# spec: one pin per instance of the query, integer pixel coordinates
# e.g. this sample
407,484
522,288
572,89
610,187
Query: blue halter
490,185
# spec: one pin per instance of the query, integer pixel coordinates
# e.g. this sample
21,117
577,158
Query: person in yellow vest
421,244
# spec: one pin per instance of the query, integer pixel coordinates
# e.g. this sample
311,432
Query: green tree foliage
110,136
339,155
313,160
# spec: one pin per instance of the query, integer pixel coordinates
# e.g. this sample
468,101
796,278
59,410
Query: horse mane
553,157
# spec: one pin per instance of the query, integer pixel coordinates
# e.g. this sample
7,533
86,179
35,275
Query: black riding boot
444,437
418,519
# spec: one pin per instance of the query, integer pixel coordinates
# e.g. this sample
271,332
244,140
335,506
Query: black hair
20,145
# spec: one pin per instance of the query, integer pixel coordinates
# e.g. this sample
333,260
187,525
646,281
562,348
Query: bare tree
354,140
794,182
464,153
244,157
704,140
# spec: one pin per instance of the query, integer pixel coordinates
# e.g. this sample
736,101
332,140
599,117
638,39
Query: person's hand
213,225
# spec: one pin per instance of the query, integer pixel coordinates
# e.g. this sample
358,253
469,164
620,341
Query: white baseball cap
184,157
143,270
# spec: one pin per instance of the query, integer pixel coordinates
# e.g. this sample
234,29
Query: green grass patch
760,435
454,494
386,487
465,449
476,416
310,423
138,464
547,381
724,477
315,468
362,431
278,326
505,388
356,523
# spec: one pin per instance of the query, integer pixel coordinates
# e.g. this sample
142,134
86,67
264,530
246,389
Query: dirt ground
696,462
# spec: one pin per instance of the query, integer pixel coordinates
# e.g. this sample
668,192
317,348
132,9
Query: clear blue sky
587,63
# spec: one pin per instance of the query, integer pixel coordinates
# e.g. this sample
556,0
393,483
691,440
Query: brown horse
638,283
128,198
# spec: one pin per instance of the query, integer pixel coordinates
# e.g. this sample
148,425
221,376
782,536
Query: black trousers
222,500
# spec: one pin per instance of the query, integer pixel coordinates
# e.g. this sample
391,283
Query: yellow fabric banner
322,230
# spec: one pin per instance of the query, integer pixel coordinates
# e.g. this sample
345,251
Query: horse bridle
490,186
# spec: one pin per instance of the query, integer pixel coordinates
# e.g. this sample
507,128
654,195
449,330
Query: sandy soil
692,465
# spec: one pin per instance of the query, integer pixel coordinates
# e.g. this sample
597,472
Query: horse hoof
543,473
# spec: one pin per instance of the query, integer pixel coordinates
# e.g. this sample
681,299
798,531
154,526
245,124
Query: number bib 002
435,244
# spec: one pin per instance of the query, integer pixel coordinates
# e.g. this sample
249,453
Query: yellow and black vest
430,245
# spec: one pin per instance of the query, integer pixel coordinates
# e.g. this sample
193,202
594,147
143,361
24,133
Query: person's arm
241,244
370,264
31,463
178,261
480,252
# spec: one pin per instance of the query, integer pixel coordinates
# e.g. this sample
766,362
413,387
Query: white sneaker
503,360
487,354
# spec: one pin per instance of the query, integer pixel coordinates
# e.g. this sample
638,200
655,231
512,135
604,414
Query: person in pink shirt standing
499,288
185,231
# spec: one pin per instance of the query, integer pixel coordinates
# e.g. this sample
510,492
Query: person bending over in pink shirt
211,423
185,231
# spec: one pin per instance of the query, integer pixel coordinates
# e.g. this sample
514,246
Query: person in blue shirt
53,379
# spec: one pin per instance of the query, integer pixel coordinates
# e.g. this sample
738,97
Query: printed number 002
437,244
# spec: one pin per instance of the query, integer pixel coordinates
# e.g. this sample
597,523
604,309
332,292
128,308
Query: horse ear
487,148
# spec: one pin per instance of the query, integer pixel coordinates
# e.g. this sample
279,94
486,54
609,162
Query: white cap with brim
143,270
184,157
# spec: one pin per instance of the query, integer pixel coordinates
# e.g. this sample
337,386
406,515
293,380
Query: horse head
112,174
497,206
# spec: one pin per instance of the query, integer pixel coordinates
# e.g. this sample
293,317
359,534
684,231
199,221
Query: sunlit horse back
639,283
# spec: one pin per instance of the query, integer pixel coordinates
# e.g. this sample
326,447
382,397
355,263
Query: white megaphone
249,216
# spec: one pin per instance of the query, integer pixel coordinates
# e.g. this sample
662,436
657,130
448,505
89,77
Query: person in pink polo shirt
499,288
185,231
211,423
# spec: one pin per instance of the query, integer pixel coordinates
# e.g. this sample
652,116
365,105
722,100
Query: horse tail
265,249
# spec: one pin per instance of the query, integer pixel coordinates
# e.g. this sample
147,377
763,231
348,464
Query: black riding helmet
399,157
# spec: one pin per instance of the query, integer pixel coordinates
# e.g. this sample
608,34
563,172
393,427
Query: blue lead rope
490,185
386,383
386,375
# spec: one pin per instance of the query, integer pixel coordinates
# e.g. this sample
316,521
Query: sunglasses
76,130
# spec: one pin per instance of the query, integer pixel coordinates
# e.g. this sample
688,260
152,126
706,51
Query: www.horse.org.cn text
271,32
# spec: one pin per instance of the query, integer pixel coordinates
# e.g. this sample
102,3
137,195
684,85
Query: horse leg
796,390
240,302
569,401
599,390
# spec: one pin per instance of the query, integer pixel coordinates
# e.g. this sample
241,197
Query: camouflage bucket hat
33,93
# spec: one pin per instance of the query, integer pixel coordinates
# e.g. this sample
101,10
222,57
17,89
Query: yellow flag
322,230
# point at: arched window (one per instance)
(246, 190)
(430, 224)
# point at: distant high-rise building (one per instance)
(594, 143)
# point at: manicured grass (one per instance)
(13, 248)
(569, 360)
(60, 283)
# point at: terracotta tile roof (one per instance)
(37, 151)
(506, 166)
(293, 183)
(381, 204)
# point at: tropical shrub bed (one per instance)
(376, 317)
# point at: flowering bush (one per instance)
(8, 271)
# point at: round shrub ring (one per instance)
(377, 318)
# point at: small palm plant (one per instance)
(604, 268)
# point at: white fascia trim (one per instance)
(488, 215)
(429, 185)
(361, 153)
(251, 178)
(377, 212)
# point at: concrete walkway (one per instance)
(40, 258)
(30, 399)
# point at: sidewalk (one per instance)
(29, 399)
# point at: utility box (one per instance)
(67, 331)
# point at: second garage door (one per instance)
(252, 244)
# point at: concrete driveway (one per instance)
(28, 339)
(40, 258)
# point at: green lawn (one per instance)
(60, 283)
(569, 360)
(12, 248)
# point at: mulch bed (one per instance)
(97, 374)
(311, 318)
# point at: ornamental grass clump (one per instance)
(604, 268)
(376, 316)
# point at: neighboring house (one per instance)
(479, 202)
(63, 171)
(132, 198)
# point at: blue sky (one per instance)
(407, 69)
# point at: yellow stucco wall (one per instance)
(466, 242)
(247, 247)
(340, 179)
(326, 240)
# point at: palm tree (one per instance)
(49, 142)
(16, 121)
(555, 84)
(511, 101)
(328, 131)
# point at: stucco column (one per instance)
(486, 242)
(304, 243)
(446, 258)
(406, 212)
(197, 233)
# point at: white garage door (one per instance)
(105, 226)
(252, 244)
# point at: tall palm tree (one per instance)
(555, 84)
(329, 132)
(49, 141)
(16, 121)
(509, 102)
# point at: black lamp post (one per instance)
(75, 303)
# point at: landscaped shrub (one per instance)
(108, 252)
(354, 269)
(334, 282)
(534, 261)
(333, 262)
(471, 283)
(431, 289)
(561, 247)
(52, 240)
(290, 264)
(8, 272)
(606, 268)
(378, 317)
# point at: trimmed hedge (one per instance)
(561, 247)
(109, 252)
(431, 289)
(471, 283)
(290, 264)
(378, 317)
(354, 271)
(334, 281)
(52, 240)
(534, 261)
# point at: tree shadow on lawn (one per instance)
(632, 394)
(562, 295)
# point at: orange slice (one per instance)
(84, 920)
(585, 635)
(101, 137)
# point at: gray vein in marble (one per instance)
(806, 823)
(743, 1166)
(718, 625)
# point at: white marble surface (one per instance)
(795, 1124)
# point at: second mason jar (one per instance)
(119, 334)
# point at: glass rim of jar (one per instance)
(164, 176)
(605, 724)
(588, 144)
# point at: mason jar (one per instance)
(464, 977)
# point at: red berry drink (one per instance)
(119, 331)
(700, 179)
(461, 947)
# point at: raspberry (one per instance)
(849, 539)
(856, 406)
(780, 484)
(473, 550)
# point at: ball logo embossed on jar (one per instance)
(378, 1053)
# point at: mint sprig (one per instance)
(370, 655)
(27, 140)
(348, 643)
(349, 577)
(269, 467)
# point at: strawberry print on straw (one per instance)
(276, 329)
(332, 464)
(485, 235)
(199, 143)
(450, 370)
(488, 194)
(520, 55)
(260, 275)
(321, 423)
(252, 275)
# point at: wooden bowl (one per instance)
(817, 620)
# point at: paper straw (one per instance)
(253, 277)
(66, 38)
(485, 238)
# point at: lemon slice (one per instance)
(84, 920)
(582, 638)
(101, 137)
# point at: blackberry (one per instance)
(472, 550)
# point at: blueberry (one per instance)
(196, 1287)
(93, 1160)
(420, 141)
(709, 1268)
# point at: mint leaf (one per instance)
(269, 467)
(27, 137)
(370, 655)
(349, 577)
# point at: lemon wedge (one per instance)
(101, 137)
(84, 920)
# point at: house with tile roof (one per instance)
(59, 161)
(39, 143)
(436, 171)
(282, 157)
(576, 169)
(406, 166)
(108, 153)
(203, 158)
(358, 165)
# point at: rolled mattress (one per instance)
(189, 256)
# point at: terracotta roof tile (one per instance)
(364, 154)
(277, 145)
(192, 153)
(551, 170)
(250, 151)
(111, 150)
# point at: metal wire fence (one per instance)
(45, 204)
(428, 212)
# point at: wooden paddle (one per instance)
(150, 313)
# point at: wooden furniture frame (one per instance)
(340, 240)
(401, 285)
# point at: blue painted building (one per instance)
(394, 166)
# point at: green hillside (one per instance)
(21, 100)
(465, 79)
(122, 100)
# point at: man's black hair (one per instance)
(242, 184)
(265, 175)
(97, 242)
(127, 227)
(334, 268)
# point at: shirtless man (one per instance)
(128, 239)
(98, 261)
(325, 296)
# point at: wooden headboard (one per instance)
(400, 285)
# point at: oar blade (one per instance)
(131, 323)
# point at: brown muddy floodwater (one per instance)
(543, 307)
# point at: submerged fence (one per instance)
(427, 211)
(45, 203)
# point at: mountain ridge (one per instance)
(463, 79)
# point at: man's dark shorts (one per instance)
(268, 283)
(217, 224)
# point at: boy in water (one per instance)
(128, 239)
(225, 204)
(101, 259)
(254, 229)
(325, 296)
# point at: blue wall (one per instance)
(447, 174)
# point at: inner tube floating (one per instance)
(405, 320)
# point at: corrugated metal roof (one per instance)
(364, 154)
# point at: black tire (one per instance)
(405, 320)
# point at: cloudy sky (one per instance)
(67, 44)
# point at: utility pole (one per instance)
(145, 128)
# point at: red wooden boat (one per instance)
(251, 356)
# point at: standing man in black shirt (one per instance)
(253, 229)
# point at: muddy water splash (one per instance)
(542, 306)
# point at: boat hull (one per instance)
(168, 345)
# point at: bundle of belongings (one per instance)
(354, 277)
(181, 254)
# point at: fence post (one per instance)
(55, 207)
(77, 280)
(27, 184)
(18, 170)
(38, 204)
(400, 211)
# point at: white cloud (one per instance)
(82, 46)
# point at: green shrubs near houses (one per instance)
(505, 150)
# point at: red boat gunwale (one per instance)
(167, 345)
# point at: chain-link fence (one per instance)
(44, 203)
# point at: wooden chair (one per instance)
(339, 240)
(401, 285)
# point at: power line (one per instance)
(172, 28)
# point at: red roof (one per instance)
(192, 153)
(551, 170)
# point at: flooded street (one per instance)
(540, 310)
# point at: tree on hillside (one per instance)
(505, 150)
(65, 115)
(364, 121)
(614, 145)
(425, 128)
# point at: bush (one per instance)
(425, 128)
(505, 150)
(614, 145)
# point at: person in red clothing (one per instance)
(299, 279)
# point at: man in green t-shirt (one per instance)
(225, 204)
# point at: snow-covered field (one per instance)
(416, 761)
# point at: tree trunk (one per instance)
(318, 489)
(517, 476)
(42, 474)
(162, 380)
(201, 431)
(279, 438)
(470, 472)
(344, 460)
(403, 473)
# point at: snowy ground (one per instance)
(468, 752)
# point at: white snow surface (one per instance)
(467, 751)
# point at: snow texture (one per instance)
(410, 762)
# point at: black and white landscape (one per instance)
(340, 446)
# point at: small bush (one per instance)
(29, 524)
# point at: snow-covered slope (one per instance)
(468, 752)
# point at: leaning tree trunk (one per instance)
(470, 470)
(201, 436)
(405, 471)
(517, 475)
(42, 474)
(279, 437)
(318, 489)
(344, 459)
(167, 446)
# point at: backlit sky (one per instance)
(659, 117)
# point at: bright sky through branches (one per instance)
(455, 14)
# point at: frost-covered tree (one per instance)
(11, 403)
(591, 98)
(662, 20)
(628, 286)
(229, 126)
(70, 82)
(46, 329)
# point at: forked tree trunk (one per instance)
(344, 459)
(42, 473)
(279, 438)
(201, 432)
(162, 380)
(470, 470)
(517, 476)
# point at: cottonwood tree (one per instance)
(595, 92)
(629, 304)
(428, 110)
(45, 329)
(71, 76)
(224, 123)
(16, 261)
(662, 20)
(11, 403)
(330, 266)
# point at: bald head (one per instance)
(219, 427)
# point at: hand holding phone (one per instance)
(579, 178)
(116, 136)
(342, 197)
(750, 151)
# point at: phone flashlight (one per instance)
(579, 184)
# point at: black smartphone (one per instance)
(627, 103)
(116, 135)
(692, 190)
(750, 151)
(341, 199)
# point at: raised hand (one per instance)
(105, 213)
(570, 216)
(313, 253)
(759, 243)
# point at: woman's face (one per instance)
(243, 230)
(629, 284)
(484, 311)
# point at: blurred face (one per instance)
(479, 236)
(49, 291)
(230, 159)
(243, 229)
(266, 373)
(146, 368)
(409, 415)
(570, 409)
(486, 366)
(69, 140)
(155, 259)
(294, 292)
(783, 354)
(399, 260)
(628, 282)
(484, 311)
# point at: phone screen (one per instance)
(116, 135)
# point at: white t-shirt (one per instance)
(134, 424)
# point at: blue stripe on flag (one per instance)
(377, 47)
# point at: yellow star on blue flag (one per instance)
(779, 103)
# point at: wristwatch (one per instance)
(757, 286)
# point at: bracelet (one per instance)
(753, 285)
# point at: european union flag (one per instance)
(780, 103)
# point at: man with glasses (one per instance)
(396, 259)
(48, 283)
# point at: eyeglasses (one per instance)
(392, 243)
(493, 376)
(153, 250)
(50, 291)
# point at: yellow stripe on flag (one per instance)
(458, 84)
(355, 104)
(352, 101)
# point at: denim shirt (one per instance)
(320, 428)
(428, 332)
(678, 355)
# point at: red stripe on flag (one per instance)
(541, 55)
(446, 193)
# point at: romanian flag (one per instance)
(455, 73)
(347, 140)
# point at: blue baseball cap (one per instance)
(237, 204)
==*==
▶ _Work instructions_
Print each line, starting with the one that contains "# point at: forked" and ending with the last line of the data, exactly as it stands and with no other lines.

▶ _Finished task_
# point at: forked tree trunk (one per instance)
(344, 459)
(42, 473)
(279, 438)
(201, 432)
(162, 380)
(470, 470)
(517, 476)
# point at: cottonwood tree (one per instance)
(595, 92)
(629, 304)
(428, 110)
(45, 329)
(71, 76)
(224, 123)
(16, 261)
(662, 20)
(11, 403)
(330, 266)
# point at: bald head (one per instance)
(219, 427)
# point at: hand holding phone (one per instance)
(579, 178)
(116, 136)
(342, 197)
(750, 151)
# point at: phone flashlight (one per instance)
(579, 184)
# point at: black smartphone (one per instance)
(627, 103)
(116, 135)
(692, 190)
(750, 151)
(341, 199)
# point at: raised hand (one per instance)
(105, 213)
(570, 216)
(313, 253)
(759, 243)
# point at: woman's face (one per instance)
(243, 230)
(629, 284)
(484, 311)
# point at: blurred face (one per instance)
(479, 236)
(49, 291)
(230, 159)
(243, 229)
(266, 373)
(146, 368)
(409, 415)
(570, 409)
(486, 366)
(69, 140)
(155, 259)
(294, 292)
(783, 354)
(399, 260)
(628, 282)
(484, 311)
# point at: phone screen (one per instance)
(116, 135)
# point at: white t-shirt (one per instance)
(134, 424)
# point at: blue stripe on flag (one per instance)
(377, 47)
# point at: yellow star on blue flag (one per instance)
(779, 103)
# point at: wristwatch (one per instance)
(757, 286)
# point at: bracelet (one per instance)
(753, 285)
# point at: european union flag (one per instance)
(780, 103)
# point at: man with glasses (one per instance)
(396, 259)
(48, 283)
# point at: eyeglasses (one per instance)
(392, 243)
(493, 376)
(153, 250)
(50, 291)
# point at: yellow stripe on flag (one per instance)
(458, 84)
(355, 104)
(352, 101)
# point at: denim shirt (one per instance)
(320, 428)
(428, 332)
(678, 355)
# point at: red stripe on flag (one per instance)
(541, 55)
(446, 193)
# point at: romanian flag (one per instance)
(455, 73)
(347, 140)
# point at: blue baseball cap (one per instance)
(237, 204)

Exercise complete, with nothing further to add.